Present the lines below as a Markdown table with the columns Number and Line. Cover only the stretch from the line with "the lighthouse lantern" to the line with "Target: boulder", both included, and leave out blank lines.

────

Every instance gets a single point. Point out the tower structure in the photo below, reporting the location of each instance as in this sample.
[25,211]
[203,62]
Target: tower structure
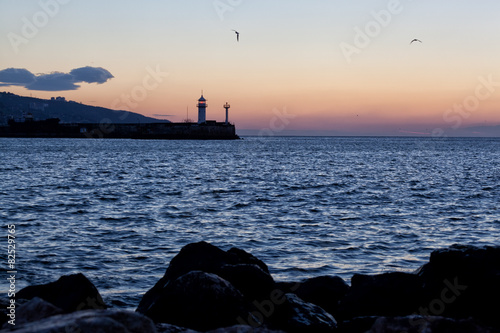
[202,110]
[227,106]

────

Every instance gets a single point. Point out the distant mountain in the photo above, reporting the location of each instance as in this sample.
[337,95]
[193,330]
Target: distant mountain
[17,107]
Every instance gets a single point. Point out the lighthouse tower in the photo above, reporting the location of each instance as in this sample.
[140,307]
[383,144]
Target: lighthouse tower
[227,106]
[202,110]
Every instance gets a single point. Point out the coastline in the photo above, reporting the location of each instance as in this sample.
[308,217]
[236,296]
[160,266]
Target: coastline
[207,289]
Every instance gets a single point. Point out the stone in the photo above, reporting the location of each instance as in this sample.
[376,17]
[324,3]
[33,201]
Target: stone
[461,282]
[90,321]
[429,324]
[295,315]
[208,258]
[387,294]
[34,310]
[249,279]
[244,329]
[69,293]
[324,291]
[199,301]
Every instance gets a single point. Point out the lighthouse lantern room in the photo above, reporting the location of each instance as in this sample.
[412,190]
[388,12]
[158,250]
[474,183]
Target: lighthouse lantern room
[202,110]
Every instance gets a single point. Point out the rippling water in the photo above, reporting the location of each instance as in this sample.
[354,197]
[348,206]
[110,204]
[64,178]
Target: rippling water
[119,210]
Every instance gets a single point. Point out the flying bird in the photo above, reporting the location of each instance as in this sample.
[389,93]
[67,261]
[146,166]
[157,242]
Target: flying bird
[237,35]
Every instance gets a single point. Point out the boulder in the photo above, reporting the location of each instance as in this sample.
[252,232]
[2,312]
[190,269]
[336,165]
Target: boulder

────

▶ WRITTEN SOLUTION:
| Number | Line |
|---|---|
| 1 | Every instance gets a single point. Point out the lighthouse lantern room in the photo above, reporting the location of each instance as in this sample. |
| 2 | [412,190] |
| 3 | [388,12] |
| 4 | [158,250] |
| 5 | [474,183] |
| 6 | Target: lighthouse lantern room |
| 7 | [202,110] |
| 8 | Every instance gets a single point. Point out the rippling water in the photo above, reporting the location of each instance as in this sample. |
| 9 | [354,197] |
| 10 | [348,206] |
| 11 | [110,204] |
| 12 | [64,178] |
| 13 | Target: rippling water |
| 14 | [119,210] |
| 15 | Every instance gets a single point. Point out the flying bird in the photo above, reporting the location of each instance as in this sample. |
| 16 | [389,93] |
| 17 | [67,261] |
| 18 | [146,166] |
| 19 | [157,242] |
| 20 | Target: flying bird |
| 21 | [237,35] |
| 22 | Every instance gets a single point. Point out the boulder in the photo above, reporting the location of each instance as in this sample. |
| 23 | [252,232] |
| 24 | [2,312] |
| 25 | [190,269] |
| 26 | [336,165] |
| 27 | Target: boulder |